LIST OF TASKS -
1. Transcribe the Big Brother housemates passage, starting with "On Week 4, it" and going on through "in his place.".
2. In the rows, starting with the line with "If you could mark the sign" and going on through the line with "<point>733,104</point>", give those lines alone as a JSON list of strings, one string per line, with blank lines left out.

On Day 5, housemates currently on the Main House voted for who between the Chambermates they want to see in the Main House. The votes were later revealed at Day 7, during the live show. It was revealed that Kgosi was chosen by the housemates to enter the Main House, with 7 votes.

The public voted for who should also enter in the Main House, with the other 4 being evicted from the House. After Mbali was ejected, Iris, who got the most votes after Mbali, moved to the Main House, while Jenayne, Nku and Paris were evicted.

=== Secrets ===
Like in the Big Brother Australia 2012, females were called to the Parlour Room and had to correctly guess the all males' secrets.

As they failed to guess the males' secrets, the males are all immune for nominations in Week 3. On the next week, it the same twist happened, but this time it was the males that had to guess females' secrets. As they guessed wrong, all females won immunity.

| Secret | Housemate |
Boys
| I am a Britney Spears fan | Mandla |
| I got caught for downloading porn at work | Sol |
| I am acrophobic | Mzamo |
| I have a fetish for Chinese Dwarfs | Poolie |
| I have never dated anyone for more than 21 days | Jase |
| I coached a provincial table tennis team | MK |
| I used to belong to a cult | Kgosi |
Girls
| I grew up on the streets | Lexi |
| I have musophobia | Thando |
| I am of Royal blood | Loko |
| I have breast implants | Vanessa |
| I am a serial soccer star dater | Iris |
| I have a sex position bucket list | Kat |
| I was born with a club foot | Lola |

=== Immunity challenges ===
After the girls guessing wrongly male's secrets, all males won immunity. On Day 15, after winning a challenge, Jase and Lola won immunity from the nominations. After that, all girls were put up for eviction, with exception of Iris (who was new in the House) and Lola (who won immunity). However, HoH Mzamo could save one of the girls, and replace her with a male. He chose to save Thando, and nominate MK in her place.

On Week 4, it happened the same, but with an exception. After the boys guessing wrongly female's secrets, all females won immunity. On Day 22, after winning a challenge, Kat and Mandla won immunity from the nominations. After that, all boys were put up for eviction, with exception of Mandla (who won immunity). However, HoH Jase could save one of the boys, and replace him with a female. He chose to save himself, and nominate Iris in his place.

DATA SUPPLIED -
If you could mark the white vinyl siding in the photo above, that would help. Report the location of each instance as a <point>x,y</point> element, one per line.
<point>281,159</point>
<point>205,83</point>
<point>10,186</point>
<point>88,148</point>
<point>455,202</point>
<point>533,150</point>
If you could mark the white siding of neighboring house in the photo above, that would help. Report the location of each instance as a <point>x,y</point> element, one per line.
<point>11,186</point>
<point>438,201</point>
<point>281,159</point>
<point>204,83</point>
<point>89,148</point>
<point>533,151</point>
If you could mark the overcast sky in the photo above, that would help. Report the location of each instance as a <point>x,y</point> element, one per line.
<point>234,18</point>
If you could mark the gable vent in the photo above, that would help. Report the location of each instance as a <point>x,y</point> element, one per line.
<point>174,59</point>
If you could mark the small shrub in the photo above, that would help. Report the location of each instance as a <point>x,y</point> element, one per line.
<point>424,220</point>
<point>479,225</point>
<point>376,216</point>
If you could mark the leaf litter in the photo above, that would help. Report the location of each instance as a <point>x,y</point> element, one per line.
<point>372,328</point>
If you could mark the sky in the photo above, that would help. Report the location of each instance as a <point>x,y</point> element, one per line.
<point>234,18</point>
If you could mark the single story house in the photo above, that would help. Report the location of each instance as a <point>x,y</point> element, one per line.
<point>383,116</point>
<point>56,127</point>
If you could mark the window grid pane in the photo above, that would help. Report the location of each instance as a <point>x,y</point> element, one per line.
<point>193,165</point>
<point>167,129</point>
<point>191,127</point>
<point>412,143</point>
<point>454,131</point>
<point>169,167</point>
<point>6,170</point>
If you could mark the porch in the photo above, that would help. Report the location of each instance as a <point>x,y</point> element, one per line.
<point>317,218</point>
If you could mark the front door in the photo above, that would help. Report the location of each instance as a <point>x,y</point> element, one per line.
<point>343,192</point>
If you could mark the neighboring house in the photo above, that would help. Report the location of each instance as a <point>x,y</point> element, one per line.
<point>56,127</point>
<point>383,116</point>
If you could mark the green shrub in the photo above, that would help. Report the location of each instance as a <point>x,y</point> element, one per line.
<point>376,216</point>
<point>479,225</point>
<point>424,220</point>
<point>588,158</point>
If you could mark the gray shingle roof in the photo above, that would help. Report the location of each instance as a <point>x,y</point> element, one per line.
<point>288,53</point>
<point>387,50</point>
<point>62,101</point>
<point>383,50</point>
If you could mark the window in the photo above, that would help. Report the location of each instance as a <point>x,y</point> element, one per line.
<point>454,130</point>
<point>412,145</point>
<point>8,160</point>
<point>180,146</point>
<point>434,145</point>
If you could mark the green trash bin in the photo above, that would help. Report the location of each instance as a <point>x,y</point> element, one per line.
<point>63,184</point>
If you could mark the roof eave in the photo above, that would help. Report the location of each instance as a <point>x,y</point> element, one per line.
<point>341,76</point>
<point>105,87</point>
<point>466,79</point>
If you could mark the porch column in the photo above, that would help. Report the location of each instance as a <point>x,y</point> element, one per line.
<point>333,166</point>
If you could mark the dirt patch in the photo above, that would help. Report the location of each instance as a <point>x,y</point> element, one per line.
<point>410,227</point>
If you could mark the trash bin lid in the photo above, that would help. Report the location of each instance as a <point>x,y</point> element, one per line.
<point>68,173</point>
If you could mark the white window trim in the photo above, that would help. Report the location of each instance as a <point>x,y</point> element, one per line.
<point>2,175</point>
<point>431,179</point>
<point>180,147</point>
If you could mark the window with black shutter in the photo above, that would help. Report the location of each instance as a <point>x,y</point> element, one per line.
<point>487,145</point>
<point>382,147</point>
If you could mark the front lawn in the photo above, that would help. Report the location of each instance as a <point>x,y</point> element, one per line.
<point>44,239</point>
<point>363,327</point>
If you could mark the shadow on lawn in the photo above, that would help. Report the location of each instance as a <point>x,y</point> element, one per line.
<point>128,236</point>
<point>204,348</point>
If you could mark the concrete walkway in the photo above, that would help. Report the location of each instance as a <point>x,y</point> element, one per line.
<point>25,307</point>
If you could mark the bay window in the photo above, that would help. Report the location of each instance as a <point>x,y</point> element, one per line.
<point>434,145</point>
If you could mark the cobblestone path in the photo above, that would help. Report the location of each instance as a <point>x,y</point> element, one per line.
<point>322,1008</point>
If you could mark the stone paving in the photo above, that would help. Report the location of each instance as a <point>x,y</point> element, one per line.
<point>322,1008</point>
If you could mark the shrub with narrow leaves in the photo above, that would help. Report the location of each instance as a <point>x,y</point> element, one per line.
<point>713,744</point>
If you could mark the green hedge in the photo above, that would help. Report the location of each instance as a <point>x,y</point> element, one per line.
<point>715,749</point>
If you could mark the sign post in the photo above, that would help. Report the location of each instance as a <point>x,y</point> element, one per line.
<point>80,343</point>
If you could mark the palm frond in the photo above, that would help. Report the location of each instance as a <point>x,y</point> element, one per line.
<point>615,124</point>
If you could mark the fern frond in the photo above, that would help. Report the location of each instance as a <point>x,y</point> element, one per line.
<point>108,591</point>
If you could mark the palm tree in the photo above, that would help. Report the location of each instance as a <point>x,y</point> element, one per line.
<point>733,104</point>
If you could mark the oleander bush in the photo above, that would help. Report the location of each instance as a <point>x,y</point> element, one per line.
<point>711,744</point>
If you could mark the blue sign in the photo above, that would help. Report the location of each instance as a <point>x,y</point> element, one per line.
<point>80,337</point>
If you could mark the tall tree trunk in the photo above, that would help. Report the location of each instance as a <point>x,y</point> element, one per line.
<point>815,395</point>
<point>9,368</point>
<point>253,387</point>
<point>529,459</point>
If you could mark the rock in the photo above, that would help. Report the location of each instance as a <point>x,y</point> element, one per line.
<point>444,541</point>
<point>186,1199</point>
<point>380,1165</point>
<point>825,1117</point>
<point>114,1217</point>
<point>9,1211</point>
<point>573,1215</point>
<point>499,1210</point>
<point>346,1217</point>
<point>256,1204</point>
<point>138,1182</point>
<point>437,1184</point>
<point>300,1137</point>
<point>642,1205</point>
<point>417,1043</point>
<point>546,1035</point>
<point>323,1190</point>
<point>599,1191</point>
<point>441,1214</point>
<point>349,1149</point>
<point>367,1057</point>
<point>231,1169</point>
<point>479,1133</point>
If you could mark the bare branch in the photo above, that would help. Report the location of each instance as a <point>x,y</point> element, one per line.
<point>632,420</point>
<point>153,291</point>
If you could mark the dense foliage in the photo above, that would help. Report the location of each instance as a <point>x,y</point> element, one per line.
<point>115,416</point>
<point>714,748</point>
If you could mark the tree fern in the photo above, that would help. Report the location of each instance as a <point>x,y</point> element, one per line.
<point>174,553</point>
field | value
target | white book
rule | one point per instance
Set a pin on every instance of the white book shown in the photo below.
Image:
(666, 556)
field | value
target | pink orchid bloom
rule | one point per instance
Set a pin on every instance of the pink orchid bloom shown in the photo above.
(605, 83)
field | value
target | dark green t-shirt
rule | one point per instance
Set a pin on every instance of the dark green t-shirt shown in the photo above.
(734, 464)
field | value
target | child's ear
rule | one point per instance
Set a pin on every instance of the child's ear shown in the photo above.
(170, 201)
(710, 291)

ANSWERS FOR THE EXERCISE -
1.
On Week 4, it happened the same, but with an exception. After the boys guessing wrongly female's secrets, all females won immunity. On Day 22, after winning a challenge, Kat and Mandla won immunity from the nominations. After that, all boys were put up for eviction, with exception of Mandla (who won immunity). However, HoH Jase could save one of the boys, and replace him with a female. He chose to save himself, and nominate Iris in his place.

2.
[
  "If you could mark the sign post in the photo above, that would help. Report the location of each instance as a <point>x,y</point> element, one per line.",
  "<point>80,343</point>",
  "If you could mark the palm frond in the photo above, that would help. Report the location of each instance as a <point>x,y</point> element, one per line.",
  "<point>615,124</point>",
  "If you could mark the fern frond in the photo above, that would help. Report the location of each instance as a <point>x,y</point> element, one per line.",
  "<point>108,591</point>",
  "If you could mark the palm tree in the photo above, that would help. Report the location of each instance as a <point>x,y</point> element, one per line.",
  "<point>733,104</point>"
]